Supplied text:
----

My mum's skin is white, my skin is brown and I have a blue birthmark. Two secrets rule my life. One is something I need to know and the other is something I need to forget. They won't let me go.
WARNING: CROCODILE ATTACKS CAN CAUSE INJURY OR DEATH
Some people say you can't death roll with a beast that has already survived a million years and live to tell the story. Or can you? (from jacket copy)
Brown Skin Blue is one of those unassuming books that caught me unaware - by the time I had finished with it I knew I had read something extraordinary.
Barry Mundy (who everyone calls Barramundy) has a secret - which the reader knows, but no one else does - it's a secret that means journalists are tracking him down and that gives him nightmares. A secret that robbed his childhood and a secret that has bigger ramifications that Barramundy has yet to discover.
Barry (seventeen) is on his own in the hot town of Humpty Doo. He manages to score a job with Top End Croc Jumping Cruises - showing tourists the deadly crocs. He's living in Humpty Doo Hotel and keeps a piece of paper on his fridge - it's a list:
Teabag. Toucan. Stumpy. Lovejack. Boomboom.
The five names his mother gave him - having nailed down the five possible men that could be his father.

----

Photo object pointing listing
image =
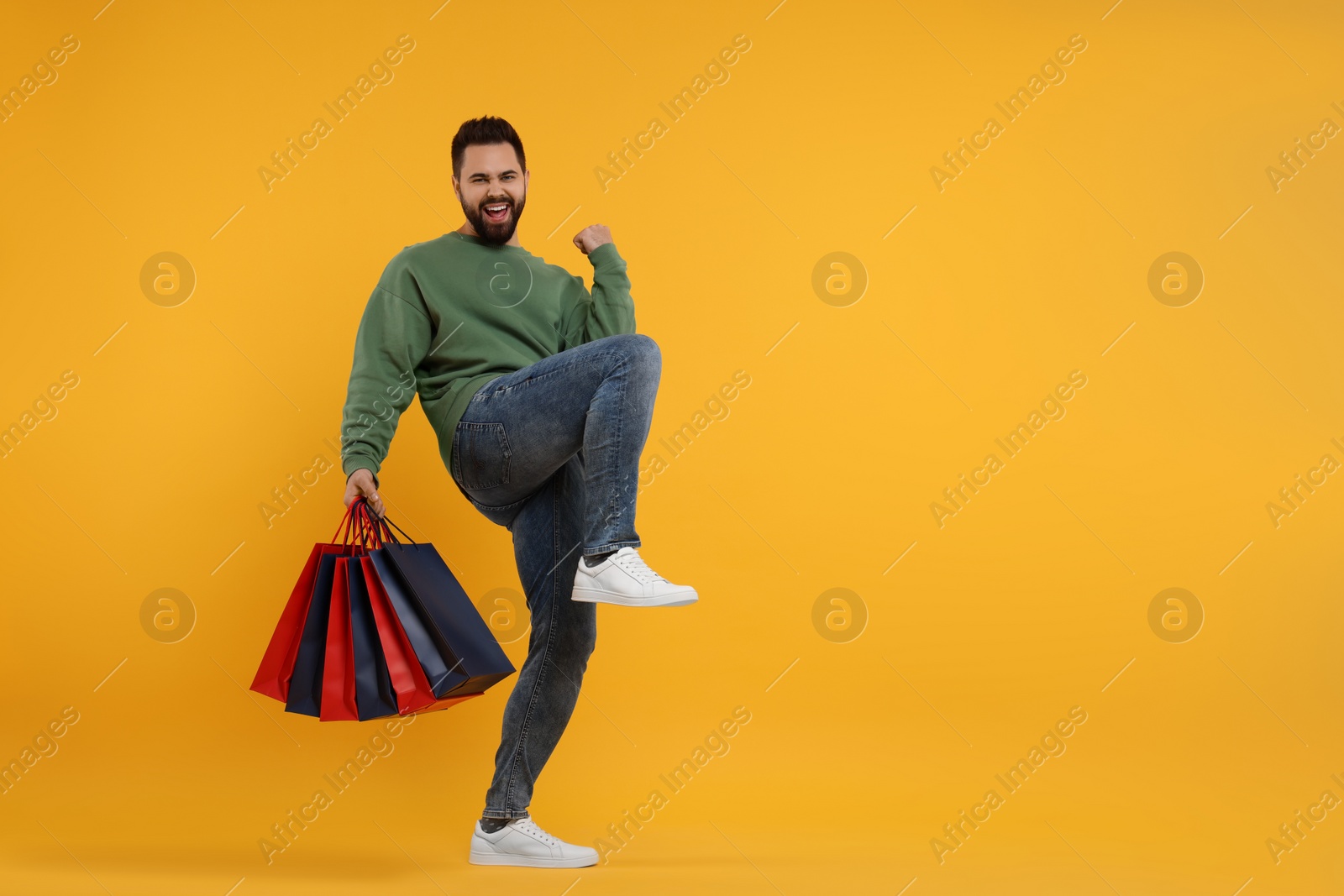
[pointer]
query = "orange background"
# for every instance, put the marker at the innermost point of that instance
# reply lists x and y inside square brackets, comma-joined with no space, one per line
[873,721]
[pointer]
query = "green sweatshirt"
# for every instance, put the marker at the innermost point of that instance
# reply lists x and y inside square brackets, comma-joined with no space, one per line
[450,315]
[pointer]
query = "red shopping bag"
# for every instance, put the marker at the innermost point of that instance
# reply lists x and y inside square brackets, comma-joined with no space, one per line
[339,660]
[277,665]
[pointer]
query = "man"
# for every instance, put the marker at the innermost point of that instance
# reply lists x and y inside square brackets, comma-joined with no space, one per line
[542,396]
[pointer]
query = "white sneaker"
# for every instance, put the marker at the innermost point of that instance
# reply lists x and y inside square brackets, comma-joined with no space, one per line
[625,579]
[522,842]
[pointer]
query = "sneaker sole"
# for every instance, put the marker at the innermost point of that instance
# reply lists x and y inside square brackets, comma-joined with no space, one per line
[528,862]
[679,600]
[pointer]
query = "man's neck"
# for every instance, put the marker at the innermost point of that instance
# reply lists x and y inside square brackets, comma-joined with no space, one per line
[467,230]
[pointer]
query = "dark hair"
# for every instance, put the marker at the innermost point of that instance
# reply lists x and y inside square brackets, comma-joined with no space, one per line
[486,130]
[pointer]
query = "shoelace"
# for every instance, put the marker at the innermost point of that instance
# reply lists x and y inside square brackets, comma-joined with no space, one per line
[528,826]
[635,564]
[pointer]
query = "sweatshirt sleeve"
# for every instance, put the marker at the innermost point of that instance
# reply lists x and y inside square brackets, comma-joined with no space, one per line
[393,340]
[609,309]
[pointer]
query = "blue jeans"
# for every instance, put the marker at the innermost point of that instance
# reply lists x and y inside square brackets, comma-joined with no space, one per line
[551,452]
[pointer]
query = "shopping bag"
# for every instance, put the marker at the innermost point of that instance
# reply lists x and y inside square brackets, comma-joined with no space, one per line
[450,640]
[407,676]
[276,671]
[375,696]
[338,679]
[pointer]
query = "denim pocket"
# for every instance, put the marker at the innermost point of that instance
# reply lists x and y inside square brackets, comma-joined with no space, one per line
[481,454]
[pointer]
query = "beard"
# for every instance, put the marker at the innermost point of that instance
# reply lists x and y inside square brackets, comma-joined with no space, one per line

----

Task list:
1. Give the five names on the list that Barry keeps on his fridge, according to the review.
2. Locate each line of the listing that contains the word "sweatshirt", and copy those lines.
The review and the listing have no connection to each other.

Correct answers:
1. Teabag, Toucan, Stumpy, Lovejack, Boomboom

2.
query = "green sweatshirt"
query = "sweatshirt sleeve"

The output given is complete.